Exercise input -

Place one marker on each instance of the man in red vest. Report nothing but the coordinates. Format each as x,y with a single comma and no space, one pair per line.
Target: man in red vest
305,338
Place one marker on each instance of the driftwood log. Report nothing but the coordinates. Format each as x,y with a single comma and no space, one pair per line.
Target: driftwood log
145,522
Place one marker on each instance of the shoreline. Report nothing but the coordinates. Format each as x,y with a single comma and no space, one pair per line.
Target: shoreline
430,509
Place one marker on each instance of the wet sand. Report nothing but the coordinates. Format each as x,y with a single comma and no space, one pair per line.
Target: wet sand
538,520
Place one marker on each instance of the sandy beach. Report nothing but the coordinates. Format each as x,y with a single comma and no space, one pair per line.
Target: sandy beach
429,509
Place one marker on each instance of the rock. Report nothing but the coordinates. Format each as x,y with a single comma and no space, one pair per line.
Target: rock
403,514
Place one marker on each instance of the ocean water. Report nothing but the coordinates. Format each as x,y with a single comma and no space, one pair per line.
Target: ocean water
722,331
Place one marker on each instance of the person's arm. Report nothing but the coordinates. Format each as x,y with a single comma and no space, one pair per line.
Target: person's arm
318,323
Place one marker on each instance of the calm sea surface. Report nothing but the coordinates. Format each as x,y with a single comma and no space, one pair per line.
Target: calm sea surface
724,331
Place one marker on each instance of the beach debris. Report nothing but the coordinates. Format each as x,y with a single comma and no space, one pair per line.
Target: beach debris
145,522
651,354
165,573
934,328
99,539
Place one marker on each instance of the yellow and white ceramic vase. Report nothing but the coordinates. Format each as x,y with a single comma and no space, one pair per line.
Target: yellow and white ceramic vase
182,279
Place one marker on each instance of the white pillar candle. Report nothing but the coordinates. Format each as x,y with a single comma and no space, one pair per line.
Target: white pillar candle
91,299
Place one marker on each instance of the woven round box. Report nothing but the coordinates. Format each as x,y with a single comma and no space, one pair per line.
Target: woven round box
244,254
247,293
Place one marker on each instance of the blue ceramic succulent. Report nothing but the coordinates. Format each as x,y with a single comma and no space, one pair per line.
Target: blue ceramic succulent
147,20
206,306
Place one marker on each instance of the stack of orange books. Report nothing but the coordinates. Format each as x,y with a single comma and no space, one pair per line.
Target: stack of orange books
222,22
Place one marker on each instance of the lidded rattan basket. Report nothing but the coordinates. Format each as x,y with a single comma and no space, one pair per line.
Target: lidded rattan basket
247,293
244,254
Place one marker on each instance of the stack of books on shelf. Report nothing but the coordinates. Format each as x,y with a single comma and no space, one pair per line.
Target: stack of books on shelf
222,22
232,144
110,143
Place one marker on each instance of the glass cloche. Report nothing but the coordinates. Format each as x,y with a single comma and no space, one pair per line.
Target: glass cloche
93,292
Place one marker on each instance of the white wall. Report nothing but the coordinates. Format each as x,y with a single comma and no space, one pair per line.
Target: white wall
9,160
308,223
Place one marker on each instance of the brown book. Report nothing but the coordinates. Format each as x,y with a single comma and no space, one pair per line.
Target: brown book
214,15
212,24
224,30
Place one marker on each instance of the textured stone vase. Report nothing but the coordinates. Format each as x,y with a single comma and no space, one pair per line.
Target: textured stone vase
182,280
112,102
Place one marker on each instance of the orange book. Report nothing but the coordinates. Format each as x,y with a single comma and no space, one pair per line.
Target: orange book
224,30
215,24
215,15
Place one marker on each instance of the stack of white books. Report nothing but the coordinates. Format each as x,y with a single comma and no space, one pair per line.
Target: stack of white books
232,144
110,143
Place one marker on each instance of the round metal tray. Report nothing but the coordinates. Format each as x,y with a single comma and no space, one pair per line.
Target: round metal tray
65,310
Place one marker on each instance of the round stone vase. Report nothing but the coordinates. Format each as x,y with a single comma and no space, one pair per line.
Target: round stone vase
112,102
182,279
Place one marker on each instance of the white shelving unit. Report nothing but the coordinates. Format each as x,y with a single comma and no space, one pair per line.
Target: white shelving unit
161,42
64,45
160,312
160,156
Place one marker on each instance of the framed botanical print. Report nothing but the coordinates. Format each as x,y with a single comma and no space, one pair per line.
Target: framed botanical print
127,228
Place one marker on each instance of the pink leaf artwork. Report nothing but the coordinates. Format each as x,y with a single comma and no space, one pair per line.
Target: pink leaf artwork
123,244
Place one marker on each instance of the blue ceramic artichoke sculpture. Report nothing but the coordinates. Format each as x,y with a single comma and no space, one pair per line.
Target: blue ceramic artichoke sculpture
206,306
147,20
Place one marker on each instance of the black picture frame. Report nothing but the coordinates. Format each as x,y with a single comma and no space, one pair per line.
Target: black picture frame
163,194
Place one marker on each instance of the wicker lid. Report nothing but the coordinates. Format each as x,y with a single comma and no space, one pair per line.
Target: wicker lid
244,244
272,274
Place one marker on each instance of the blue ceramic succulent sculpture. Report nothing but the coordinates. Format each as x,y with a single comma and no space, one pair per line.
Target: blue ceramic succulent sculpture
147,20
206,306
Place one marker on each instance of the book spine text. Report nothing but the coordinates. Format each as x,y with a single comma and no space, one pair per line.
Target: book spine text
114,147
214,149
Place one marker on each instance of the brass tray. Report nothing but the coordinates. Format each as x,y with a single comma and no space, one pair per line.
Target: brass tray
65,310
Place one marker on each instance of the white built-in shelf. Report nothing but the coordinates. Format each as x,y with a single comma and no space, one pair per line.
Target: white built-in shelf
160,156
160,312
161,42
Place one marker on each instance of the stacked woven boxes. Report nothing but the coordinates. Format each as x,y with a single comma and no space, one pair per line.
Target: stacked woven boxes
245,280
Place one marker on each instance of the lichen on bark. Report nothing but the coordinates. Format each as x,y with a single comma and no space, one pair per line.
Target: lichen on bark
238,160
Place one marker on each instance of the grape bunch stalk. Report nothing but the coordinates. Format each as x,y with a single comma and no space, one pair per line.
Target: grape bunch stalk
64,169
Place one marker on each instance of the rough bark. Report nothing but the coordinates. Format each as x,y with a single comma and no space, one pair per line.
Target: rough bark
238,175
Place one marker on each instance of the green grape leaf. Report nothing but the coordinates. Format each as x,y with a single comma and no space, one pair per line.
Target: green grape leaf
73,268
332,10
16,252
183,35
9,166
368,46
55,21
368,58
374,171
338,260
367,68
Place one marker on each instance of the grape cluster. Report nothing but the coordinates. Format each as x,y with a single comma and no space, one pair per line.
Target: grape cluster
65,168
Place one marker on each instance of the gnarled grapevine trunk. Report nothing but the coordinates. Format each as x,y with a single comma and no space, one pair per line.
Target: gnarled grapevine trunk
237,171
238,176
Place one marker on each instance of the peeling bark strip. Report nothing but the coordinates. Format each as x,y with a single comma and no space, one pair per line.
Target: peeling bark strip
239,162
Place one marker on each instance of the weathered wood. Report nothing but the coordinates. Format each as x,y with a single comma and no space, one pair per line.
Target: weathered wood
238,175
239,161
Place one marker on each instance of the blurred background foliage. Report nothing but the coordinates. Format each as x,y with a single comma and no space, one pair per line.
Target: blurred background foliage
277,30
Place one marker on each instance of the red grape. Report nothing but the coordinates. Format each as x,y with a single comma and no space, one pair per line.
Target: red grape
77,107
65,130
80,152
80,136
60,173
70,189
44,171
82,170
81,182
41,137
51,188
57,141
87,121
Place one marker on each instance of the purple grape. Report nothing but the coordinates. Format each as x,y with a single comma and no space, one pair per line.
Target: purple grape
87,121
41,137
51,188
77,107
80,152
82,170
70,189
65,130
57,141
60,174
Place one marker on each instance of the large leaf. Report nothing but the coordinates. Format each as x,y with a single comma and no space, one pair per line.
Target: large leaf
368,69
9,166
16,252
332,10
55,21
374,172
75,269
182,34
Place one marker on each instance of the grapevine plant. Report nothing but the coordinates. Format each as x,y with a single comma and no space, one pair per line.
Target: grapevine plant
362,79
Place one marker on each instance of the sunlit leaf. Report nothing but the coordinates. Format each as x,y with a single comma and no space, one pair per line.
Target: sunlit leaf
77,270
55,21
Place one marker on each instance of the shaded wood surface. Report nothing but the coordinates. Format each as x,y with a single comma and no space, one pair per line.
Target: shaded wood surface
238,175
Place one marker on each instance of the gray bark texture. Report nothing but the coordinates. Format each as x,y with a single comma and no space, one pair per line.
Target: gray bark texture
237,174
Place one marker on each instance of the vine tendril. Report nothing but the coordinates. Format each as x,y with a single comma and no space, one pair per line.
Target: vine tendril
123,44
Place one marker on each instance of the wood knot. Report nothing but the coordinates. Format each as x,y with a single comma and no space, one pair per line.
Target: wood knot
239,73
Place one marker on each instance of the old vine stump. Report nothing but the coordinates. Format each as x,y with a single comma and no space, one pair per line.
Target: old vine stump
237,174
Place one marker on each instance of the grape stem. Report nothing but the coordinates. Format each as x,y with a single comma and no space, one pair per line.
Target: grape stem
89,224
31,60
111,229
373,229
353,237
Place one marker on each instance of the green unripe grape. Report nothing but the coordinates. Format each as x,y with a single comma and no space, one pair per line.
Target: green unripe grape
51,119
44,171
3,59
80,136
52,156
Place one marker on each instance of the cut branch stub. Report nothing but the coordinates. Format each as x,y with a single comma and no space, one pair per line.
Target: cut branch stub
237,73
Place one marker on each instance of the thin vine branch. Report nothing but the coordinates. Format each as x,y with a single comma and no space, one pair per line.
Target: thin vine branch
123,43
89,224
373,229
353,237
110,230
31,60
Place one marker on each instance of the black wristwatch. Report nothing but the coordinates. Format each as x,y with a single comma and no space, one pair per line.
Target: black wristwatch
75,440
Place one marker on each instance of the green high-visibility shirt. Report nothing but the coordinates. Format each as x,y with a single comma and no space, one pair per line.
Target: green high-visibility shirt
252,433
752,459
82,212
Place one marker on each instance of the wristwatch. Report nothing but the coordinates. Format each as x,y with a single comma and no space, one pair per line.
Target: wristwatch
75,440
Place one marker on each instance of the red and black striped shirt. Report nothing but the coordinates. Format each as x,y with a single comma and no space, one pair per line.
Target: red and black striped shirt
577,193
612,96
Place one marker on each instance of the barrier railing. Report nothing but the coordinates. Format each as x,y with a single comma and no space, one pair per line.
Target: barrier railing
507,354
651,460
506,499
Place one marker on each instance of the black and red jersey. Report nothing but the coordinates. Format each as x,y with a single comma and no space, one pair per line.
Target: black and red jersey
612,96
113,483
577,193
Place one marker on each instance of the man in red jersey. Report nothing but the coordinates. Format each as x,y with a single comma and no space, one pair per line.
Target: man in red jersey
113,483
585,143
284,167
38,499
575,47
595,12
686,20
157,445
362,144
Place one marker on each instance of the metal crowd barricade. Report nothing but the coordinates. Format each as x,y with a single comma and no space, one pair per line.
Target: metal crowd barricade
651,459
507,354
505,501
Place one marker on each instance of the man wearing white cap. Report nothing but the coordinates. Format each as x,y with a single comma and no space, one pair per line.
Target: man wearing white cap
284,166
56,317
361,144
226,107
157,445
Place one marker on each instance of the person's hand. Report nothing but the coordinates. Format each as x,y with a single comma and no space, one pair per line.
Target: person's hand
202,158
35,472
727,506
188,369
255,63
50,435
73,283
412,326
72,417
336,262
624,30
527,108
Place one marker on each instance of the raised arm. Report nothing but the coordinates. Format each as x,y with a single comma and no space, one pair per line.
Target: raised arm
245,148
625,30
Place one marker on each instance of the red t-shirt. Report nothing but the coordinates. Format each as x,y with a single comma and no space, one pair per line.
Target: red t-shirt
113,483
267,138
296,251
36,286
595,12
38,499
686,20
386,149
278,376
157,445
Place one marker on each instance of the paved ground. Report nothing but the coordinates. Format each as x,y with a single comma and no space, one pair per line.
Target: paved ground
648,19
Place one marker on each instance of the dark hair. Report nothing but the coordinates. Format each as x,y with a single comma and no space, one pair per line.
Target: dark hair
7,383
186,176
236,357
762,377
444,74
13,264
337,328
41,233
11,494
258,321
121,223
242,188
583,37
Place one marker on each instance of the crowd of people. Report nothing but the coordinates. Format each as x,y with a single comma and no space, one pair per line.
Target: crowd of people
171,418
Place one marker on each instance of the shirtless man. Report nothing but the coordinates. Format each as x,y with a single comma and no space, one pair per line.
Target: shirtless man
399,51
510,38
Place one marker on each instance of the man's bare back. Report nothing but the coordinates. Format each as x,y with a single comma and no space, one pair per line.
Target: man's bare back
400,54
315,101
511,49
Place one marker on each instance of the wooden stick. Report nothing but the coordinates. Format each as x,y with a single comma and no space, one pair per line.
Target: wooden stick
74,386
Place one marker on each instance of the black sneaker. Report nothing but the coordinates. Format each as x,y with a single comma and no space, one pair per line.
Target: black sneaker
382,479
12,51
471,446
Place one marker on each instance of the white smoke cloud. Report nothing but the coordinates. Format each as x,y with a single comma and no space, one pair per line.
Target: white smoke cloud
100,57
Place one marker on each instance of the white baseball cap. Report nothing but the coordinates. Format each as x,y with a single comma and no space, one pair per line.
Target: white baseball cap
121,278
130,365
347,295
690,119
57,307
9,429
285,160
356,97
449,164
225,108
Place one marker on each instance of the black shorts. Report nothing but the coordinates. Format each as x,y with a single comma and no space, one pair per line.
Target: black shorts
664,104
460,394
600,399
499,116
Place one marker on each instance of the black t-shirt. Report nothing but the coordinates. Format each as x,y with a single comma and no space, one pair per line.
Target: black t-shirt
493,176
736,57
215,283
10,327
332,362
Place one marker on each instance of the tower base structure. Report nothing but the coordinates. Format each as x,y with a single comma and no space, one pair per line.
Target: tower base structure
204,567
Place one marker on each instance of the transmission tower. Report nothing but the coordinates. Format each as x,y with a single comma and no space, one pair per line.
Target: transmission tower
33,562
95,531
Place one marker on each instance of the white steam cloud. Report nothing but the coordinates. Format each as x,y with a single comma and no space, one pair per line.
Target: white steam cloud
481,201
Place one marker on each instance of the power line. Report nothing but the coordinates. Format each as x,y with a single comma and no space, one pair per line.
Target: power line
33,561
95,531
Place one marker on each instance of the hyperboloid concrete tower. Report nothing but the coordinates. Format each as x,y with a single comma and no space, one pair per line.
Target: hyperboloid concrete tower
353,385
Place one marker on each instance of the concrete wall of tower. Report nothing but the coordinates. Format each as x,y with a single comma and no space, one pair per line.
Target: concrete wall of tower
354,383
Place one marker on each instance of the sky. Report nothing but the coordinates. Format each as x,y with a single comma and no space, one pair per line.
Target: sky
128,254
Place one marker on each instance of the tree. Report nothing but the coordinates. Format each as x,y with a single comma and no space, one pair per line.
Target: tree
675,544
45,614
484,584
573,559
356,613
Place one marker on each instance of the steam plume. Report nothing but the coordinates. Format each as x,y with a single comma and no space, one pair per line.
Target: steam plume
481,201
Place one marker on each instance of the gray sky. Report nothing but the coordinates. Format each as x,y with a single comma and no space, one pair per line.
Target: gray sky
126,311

Brief - Repeat, without change, each line of the data above from the one that contains "Place one marker on each instance of the black t-shirt." through the final line, counting both.

Problem solution -
Place one marker on each instance of the black t-shirt. Report nothing but the coordinates. Format each as x,y with a single comma and no space, one pair per line.
Target: black t-shirt
493,176
736,57
215,283
10,327
332,362
Place one marker on each instance of the tower base structure. Report nothing but the coordinates. Format each as x,y with a single comma and no space, one pair per line.
Target: tower base structure
204,567
Place one marker on each instance of the transmission tower. Report nothing but the coordinates. Format each as x,y with a single comma and no space, one pair per line.
Target: transmission tower
33,562
95,531
Place one marker on each instance of the white steam cloud. Report nothing but the coordinates. Format each as x,y with a single comma and no space, one pair per line.
Target: white steam cloud
481,201
Place one marker on each instance of the power line. Report nothing but the coordinates. Format each as x,y with a single comma and no space, one pair per line.
Target: power line
33,561
95,531
Place one marker on each instance of the hyperboloid concrete tower. Report nothing but the coordinates. Format each as x,y with a single comma and no space, one pair per line.
Target: hyperboloid concrete tower
353,385
Place one marker on each instance of the concrete wall of tower. Report nothing but the coordinates. Format each as x,y with a single comma and no space, one pair per line.
Target: concrete wall of tower
354,383
Place one marker on each instance of the sky. Report nothing but the coordinates. Format each as x,y with a single comma and no space, one pair per line.
Target: sky
128,254
Place one marker on each instance of the tree. Report nothing but the coordinates. Format each as x,y with a single comma and no space, one pair per line.
Target: tree
675,544
45,614
484,584
573,559
356,613
Place one marker on each instance of the steam plume. Report nothing but the coordinates. Format each as x,y with a single comma and no space, one pair per line.
Target: steam plume
481,201
Place one marker on each instance of the gray sky. Report nothing but the coordinates. Format each as x,y with a single comma and no space, one pair per line.
Target: gray sky
126,311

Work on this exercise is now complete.